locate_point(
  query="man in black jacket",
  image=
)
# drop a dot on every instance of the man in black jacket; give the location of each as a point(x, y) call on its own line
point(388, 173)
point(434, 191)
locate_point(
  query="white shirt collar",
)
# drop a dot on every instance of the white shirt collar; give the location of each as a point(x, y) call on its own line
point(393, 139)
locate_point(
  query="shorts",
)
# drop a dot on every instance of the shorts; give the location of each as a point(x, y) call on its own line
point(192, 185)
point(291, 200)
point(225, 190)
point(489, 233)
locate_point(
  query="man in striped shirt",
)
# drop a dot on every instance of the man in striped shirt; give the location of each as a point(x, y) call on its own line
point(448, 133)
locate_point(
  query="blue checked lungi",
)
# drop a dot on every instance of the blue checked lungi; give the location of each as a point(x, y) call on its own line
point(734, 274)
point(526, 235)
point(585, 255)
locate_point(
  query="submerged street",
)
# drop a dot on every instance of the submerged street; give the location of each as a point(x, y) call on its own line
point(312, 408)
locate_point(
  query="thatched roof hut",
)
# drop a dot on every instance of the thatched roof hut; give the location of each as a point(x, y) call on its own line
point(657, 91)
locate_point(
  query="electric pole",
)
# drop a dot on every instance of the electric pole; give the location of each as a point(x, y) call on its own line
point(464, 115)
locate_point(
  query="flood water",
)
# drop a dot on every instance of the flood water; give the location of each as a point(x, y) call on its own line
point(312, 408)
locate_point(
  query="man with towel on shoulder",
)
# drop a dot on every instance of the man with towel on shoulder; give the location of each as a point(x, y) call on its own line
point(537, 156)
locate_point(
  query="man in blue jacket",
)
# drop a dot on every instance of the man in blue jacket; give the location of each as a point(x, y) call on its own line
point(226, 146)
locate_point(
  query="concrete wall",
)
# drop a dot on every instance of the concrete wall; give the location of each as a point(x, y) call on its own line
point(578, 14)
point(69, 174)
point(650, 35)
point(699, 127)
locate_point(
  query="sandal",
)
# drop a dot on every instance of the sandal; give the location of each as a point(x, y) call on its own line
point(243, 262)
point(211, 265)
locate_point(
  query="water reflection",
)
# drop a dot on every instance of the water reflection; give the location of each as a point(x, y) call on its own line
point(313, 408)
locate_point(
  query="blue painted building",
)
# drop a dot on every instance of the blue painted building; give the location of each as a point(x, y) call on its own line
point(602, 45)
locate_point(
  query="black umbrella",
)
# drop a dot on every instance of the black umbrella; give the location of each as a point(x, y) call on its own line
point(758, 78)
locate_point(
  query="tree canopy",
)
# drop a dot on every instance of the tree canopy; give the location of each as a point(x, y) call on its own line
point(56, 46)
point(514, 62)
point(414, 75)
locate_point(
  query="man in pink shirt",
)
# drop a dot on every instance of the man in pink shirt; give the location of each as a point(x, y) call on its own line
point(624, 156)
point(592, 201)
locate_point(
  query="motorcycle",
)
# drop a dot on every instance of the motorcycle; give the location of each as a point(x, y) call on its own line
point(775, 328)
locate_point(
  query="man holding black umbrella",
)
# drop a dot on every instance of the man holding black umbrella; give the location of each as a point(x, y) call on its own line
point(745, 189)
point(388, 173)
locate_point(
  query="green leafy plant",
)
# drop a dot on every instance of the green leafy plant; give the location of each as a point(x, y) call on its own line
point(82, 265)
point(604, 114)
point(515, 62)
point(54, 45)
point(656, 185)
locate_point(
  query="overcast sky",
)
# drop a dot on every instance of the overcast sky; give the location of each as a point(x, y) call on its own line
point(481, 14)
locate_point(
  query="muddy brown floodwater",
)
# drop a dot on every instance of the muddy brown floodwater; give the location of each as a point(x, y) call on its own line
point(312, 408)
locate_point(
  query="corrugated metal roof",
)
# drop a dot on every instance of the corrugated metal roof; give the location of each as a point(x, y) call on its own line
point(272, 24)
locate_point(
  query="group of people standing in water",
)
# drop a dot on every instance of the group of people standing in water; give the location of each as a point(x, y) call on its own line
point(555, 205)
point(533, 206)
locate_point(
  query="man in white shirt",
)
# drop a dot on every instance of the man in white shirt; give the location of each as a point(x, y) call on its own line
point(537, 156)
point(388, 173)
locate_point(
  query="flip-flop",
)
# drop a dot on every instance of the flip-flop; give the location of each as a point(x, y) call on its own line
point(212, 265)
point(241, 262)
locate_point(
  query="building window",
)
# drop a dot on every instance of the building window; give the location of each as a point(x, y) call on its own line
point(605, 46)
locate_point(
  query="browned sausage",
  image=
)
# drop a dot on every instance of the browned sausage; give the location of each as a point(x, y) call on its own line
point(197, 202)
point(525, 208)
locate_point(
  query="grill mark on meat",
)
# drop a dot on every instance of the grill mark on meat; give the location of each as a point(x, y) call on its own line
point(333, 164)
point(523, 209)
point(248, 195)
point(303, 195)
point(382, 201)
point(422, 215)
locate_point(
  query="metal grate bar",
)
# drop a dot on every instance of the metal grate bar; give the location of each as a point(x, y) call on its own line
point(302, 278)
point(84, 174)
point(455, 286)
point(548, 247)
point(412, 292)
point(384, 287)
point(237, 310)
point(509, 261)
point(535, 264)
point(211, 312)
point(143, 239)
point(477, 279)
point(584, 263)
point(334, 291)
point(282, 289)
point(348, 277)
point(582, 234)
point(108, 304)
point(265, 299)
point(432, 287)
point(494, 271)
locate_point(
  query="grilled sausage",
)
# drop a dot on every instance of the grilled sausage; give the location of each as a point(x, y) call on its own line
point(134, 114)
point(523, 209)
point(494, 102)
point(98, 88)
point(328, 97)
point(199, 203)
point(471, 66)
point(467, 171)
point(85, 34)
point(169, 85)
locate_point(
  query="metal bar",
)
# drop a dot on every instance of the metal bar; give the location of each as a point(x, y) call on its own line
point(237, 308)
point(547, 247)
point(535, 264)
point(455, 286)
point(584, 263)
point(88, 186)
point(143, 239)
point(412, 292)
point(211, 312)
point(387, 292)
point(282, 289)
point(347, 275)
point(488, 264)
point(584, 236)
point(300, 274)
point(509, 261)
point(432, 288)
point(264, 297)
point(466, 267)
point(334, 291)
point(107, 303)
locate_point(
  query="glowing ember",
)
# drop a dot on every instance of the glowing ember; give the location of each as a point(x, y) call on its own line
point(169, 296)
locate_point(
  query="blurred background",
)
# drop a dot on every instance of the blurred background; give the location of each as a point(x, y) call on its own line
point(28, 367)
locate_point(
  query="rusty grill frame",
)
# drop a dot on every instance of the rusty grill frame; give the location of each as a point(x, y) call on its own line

=====

## EXERCISE
Please copy all of the items above, word for word and in the same order.

## TASK RESULT
locate_point(
  query="man in black jacket",
  image=
)
# drop a dot on every instance of the man in black jacket; give the location of each as a point(x, y) call on its own line
point(388, 173)
point(434, 191)
locate_point(
  query="white shirt collar",
)
# drop a dot on every instance of the white shirt collar; give the location of each as a point(x, y) call on its own line
point(393, 139)
locate_point(
  query="shorts",
)
# drop a dot on every instance of the shorts; give the location of each as a point(x, y) call on its own line
point(192, 185)
point(291, 200)
point(225, 190)
point(489, 233)
locate_point(
  query="man in striped shirt",
)
# drop a dot on every instance of the man in striped shirt; give the location of each as a point(x, y) call on its own line
point(448, 133)
locate_point(
  query="blue checked lungi",
)
# drop a dot on every instance of the blue checked lungi; give the location of each as a point(x, y) call on its own line
point(734, 274)
point(526, 235)
point(585, 255)
locate_point(
  query="submerged street",
)
# drop a dot on every instance of the submerged street; give the location of each as a point(x, y) call on its own line
point(312, 408)
locate_point(
  query="thatched roof hut",
)
# drop a dot on every instance of the thatched roof hut; give the location of each as a point(x, y) call on its own line
point(657, 91)
locate_point(
  query="electric pole",
)
# drop a dot on every instance of the electric pole; give the location of each as a point(x, y) call on its own line
point(464, 115)
locate_point(
  query="flood water",
)
# drop a dot on every instance of the flood water; give the location of each as a point(x, y) call on its own line
point(312, 408)
locate_point(
  query="man with towel on shoulder",
)
# drop a dot on every instance of the man with towel on shoulder; give the location of each as a point(x, y) call on its own line
point(537, 156)
locate_point(
  query="man in blue jacket",
)
# drop a dot on every instance of the man in blue jacket; give the location of each as a point(x, y) call on its own line
point(226, 146)
locate_point(
  query="concrete wall",
)
# drop a dot on every instance of the concrete wall; give the location of each as a point(x, y) call on its own line
point(578, 14)
point(69, 174)
point(650, 35)
point(699, 127)
locate_point(
  query="sandal",
)
# drop a dot on every instance of the sandal; give the location of each as a point(x, y) call on its own line
point(243, 262)
point(211, 265)
locate_point(
  query="water reflection",
)
# drop a dot on every instance of the water reflection; give the location of each as a point(x, y) call on its own line
point(313, 408)
locate_point(
  query="blue painted building",
)
# drop a dot on every instance of the blue painted building; give the location of each as a point(x, y) call on its own line
point(602, 45)
locate_point(
  query="black umbrella",
)
# drop a dot on every instance of the black umbrella; give the location of each as a point(x, y) call on its own line
point(758, 78)
locate_point(
  query="tree canopy",
)
# drop a dot on every instance of the tree canopy; give the location of each as a point(x, y) call on its own line
point(56, 46)
point(514, 62)
point(414, 75)
locate_point(
  query="man in pink shirt",
)
# drop a dot on every instance of the man in pink shirt; give the location of each as a point(x, y) call on its own line
point(624, 156)
point(592, 201)
locate_point(
  query="motorcycle",
)
# drop a dot on every instance of the motorcycle; give the location of each as a point(x, y) call on its own line
point(775, 328)
locate_point(
  query="man holding black umbrella",
)
# drop a dot on every instance of the man holding black umbrella; give the location of each as a point(x, y) call on its own line
point(745, 189)
point(388, 173)
locate_point(
  query="green leafy plant",
)
# drop a dot on every instance of the green leafy plant; give the location of each as a point(x, y) call on its own line
point(82, 265)
point(604, 114)
point(515, 62)
point(54, 45)
point(656, 185)
locate_point(
  query="overcast sky",
)
# drop a dot on every instance of the overcast sky; give the location of each as a point(x, y) call on its own line
point(481, 14)
locate_point(
  query="muddy brown floodwater",
)
# drop a dot on every instance of the muddy brown floodwater; give the location of each as a point(x, y) call on its own line
point(312, 408)
locate_point(
  query="corrugated metal roof",
)
# drop a dot on every instance of the corrugated metal roof; give the location of each as a point(x, y) call on its own line
point(272, 24)
locate_point(
  query="group of people standing in water",
)
# drop a dot on every instance of the group of people standing in water; give the location of each as a point(x, y) call on its own line
point(555, 205)
point(533, 206)
locate_point(
  query="man in white shirt",
)
# drop a dot on every instance of the man in white shirt; give the location of each as a point(x, y) call on its own line
point(537, 156)
point(388, 173)
locate_point(
  query="flip-flop",
)
# drop a dot on every instance of the flip-flop; give the location of each as a point(x, y) call on its own line
point(212, 265)
point(241, 262)
locate_point(
  query="building window",
)
# drop a dot on every instance of the building window; give the location of each as a point(x, y) call on its own line
point(605, 46)
locate_point(
  query="browned sausage",
  image=
)
# drop a dot on every instance of the browned sausage; give the location of each as a point(x, y) call on its own line
point(197, 202)
point(525, 208)
locate_point(
  query="grill mark on meat",
)
# drop a dot on every instance of the grill mark on meat; give the location of each as a point(x, y) call on its own line
point(333, 164)
point(523, 209)
point(248, 195)
point(303, 195)
point(382, 201)
point(422, 215)
locate_point(
  query="metal grate bar",
)
# drop a dot on every instance of the metal grate bar; give the location of each as a point(x, y) call on its own line
point(302, 278)
point(84, 174)
point(455, 286)
point(548, 247)
point(412, 292)
point(384, 287)
point(237, 310)
point(509, 261)
point(535, 264)
point(211, 312)
point(143, 239)
point(477, 279)
point(584, 263)
point(334, 291)
point(282, 289)
point(348, 277)
point(582, 234)
point(108, 304)
point(265, 299)
point(432, 287)
point(494, 271)
locate_point(
  query="grilled sausage",
)
# drop a dot on every instance of the grilled sausage; give the location of each as a point(x, y) call on its own line
point(134, 114)
point(523, 209)
point(494, 102)
point(98, 88)
point(328, 97)
point(199, 203)
point(471, 66)
point(467, 171)
point(85, 34)
point(169, 85)
locate_point(
  query="metal bar",
)
# drop a dot on every instance of the metal bar; give the location of each as a point(x, y) call on its own line
point(237, 308)
point(547, 247)
point(535, 264)
point(455, 286)
point(584, 263)
point(88, 186)
point(143, 239)
point(412, 292)
point(211, 312)
point(387, 292)
point(282, 289)
point(347, 275)
point(488, 264)
point(584, 236)
point(300, 274)
point(509, 261)
point(432, 288)
point(264, 297)
point(466, 267)
point(334, 291)
point(107, 303)
locate_point(
  query="glowing ember",
)
# drop a dot on every instance of the glowing ember; give the location of each as a point(x, y) call on its own line
point(169, 296)
locate_point(
  query="blurred background",
)
# drop a dot on every instance of the blurred background; give the location of each as a point(x, y) call on its own line
point(28, 367)
locate_point(
  query="rusty grill frame",
)
# drop a dot on every instance of the rusty grill frame; give the location of each as a point(x, y) call on its own line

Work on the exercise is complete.